___ Supplied entries ___

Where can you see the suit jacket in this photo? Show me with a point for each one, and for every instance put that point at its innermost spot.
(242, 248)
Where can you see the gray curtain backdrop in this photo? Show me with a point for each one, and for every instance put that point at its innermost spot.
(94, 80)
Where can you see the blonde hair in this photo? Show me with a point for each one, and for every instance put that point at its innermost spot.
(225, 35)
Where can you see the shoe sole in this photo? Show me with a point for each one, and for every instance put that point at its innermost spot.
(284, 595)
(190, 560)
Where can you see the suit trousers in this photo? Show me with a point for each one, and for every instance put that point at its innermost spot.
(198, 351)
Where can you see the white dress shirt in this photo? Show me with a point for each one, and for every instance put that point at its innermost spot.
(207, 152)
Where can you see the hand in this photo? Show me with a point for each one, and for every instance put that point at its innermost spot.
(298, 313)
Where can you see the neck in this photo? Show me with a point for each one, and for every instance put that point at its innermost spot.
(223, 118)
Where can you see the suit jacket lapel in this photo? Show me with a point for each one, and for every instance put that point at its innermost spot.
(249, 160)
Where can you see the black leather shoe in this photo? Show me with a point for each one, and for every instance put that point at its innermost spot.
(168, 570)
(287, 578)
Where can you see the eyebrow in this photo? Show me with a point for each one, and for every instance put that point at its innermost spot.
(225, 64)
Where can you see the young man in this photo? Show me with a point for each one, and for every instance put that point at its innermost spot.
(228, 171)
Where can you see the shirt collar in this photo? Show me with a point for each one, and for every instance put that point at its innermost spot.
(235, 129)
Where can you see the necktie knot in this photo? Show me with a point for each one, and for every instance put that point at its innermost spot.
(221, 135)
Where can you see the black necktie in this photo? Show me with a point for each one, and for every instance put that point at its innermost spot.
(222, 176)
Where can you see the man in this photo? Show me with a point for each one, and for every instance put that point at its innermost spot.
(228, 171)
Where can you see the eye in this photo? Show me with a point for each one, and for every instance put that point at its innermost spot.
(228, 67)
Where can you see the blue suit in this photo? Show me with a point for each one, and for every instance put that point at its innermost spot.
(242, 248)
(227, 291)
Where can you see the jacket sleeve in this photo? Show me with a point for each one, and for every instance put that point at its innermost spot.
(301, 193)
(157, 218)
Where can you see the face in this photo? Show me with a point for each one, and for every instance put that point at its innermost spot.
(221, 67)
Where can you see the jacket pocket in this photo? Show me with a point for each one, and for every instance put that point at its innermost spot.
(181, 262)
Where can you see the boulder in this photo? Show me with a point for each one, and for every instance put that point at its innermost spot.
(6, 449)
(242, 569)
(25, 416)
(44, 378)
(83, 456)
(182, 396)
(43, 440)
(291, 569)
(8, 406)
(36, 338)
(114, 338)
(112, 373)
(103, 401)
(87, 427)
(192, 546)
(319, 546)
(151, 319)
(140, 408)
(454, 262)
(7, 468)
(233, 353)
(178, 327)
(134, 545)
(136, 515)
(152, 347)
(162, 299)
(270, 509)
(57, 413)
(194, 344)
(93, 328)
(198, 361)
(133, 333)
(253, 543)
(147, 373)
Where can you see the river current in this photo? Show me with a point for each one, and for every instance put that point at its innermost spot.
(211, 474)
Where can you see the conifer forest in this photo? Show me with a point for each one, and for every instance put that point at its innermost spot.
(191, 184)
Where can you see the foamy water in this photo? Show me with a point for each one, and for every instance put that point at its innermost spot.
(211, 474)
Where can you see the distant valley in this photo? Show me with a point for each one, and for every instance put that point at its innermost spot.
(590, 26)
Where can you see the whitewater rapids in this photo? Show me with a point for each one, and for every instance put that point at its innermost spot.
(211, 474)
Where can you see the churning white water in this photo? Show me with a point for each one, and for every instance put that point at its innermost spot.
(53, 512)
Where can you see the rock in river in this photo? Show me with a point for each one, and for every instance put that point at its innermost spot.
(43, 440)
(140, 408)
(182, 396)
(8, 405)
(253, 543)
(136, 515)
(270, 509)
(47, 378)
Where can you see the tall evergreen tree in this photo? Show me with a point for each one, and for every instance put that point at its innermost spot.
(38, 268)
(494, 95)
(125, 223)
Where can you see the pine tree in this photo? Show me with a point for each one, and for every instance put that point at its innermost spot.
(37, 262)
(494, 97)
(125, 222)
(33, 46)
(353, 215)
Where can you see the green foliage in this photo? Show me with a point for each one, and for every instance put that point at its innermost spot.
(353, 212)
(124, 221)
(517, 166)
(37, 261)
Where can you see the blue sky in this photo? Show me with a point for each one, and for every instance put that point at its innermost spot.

___

Exercise task
Exactly and only the lines from the line containing "Where can you see the tall" through the last line of the entries should be copied, both ends included.

Finished task
Where can you see the tall evergreen tree in this photo? Show me with a point for each one, and for every instance put that point at its innermost spot.
(38, 268)
(494, 95)
(125, 223)
Where can you see the pine tree in this photo? Show me with a point for each one, and for every instance put that point at its innermost spot.
(37, 262)
(494, 97)
(125, 222)
(33, 46)
(353, 215)
Where can you see the green foliage in this photo? Show me with a point for each one, and for every instance put that point at its innermost spot.
(353, 212)
(124, 221)
(517, 166)
(37, 261)
Where can you see the blue sky in this photo? Show me with a point for each one, and for every instance put that point at its innermost spot.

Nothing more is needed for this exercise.